**WHAT YOU HAVE TO DO**
Copy out each line of the entries where the word "tree" is present.

(Beginning of DATA SUPPLIED)

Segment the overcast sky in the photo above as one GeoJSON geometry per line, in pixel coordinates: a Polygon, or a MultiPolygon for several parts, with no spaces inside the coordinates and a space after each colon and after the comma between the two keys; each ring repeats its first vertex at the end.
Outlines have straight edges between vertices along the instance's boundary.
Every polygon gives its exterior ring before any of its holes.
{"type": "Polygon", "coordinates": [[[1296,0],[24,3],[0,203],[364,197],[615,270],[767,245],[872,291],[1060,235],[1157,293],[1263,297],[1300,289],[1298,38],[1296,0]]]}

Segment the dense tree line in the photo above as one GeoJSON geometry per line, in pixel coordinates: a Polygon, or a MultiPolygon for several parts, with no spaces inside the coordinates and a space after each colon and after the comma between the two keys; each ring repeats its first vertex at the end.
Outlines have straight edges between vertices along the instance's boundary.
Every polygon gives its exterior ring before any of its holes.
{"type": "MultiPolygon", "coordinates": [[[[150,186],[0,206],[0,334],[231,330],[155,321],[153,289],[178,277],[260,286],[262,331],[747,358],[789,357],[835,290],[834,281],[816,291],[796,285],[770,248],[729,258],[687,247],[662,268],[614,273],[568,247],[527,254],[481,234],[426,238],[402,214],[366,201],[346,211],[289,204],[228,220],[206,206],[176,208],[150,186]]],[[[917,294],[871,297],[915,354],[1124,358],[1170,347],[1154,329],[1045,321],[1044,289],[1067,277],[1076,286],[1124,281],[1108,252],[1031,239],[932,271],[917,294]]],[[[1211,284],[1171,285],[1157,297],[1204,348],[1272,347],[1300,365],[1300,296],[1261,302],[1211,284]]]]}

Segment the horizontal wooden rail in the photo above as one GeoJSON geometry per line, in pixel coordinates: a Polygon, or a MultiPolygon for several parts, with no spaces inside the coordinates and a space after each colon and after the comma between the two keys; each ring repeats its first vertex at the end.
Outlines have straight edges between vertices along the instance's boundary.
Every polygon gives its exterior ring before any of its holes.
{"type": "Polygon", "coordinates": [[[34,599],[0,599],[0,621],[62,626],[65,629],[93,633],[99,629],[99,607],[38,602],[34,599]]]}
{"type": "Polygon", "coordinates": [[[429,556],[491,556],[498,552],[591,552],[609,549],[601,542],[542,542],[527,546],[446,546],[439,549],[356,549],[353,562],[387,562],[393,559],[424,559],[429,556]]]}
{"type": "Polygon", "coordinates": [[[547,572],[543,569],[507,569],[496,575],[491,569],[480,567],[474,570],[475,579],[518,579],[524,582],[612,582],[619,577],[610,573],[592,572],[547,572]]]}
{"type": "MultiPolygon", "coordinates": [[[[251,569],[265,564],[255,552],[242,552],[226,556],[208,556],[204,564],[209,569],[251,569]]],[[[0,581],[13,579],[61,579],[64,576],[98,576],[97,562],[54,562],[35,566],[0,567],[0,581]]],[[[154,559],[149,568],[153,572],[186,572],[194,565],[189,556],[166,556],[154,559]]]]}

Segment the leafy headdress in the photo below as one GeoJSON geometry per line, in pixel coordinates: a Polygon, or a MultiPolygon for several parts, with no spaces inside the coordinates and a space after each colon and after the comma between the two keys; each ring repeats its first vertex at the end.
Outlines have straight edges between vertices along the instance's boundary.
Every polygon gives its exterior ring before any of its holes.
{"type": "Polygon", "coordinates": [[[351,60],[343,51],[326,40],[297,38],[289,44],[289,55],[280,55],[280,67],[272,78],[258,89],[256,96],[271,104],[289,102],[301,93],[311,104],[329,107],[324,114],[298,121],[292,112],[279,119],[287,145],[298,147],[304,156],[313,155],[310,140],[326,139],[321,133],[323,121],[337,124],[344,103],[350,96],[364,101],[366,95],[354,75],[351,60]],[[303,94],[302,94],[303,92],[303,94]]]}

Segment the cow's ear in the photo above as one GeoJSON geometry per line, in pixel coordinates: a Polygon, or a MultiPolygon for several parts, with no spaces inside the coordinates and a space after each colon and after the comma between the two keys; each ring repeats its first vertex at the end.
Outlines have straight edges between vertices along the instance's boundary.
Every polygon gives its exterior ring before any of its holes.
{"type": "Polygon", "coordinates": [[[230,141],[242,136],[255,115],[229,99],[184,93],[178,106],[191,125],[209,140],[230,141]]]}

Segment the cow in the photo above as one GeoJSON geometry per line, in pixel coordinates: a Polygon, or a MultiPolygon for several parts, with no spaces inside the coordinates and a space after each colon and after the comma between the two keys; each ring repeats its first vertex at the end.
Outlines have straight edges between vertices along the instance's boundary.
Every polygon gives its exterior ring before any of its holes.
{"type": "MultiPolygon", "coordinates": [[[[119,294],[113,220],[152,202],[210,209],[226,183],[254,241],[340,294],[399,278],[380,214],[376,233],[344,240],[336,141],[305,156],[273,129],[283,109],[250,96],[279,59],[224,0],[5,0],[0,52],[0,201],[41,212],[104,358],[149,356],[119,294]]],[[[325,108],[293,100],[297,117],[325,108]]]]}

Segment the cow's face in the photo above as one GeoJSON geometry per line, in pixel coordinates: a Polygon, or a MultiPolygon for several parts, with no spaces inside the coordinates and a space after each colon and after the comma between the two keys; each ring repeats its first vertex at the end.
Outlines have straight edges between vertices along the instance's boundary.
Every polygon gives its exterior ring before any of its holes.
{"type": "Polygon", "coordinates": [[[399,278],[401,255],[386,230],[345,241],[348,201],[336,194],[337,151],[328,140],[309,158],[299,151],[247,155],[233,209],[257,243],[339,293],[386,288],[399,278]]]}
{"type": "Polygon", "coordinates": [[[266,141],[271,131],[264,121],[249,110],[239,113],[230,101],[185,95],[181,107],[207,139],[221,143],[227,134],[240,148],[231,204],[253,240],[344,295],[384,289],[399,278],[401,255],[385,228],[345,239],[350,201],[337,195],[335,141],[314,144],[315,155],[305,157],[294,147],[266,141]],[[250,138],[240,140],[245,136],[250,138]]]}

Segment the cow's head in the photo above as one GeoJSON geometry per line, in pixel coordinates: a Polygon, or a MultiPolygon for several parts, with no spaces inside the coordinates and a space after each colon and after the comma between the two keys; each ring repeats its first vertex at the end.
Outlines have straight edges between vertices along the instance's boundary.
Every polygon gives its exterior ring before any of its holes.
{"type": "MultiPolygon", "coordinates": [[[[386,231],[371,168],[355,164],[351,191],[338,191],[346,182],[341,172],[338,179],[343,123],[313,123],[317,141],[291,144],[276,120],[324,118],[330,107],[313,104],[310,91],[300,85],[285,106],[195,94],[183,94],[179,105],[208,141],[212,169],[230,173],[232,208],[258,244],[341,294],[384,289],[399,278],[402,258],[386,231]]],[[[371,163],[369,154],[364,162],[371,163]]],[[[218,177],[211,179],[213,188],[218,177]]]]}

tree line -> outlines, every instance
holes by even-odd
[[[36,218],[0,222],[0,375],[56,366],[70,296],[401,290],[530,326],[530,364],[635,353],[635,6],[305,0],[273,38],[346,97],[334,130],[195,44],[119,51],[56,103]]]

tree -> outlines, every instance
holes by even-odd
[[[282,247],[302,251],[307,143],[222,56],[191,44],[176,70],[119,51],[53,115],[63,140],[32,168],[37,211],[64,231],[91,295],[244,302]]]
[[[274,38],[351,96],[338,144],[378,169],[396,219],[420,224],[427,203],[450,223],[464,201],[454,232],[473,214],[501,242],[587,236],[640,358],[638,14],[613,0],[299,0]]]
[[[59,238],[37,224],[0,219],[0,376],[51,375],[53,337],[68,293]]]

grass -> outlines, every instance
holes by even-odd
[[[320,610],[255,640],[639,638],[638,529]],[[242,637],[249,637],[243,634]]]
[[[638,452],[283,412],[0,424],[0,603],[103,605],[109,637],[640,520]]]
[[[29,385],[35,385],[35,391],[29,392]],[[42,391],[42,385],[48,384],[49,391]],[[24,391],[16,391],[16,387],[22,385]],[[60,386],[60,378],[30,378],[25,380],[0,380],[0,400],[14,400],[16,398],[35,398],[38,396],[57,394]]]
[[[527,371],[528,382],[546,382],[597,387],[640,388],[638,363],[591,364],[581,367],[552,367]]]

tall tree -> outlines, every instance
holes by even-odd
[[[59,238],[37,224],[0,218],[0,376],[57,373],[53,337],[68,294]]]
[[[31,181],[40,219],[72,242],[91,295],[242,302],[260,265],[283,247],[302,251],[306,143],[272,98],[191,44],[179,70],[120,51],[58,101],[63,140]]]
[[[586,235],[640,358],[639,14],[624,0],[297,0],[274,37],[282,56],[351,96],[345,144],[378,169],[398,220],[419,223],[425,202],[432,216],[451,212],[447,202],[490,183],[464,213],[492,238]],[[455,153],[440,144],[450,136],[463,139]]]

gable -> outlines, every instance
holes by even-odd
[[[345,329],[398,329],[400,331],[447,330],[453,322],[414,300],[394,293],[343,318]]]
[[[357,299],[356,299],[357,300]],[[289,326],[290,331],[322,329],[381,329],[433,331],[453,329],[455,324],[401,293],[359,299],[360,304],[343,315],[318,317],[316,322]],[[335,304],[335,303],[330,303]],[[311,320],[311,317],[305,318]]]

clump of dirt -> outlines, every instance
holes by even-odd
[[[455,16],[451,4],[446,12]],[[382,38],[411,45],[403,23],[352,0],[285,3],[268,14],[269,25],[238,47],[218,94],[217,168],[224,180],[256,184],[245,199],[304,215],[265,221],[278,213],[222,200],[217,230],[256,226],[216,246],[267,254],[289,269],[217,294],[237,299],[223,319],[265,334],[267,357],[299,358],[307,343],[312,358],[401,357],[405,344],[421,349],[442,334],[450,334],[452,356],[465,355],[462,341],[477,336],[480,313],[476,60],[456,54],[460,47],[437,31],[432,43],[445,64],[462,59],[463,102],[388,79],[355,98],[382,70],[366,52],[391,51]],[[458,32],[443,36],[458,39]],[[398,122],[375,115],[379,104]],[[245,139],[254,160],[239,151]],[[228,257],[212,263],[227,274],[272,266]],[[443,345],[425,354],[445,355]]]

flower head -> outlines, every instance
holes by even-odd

(End of DATA SUPPLIED)

**TASK ANSWER**
Segment the dense tree line in the photo above as one GeoJSON geometry per line, in pixel coordinates: a Polygon, or a MultiPolygon for several parts, with no spaces inside the coordinates and a space after each colon and after the comma between the two keys; each ring repeats its first vertex at the end.
tree line -> outlines, every instance
tree -> outlines, every instance
tall tree -> outlines, every instance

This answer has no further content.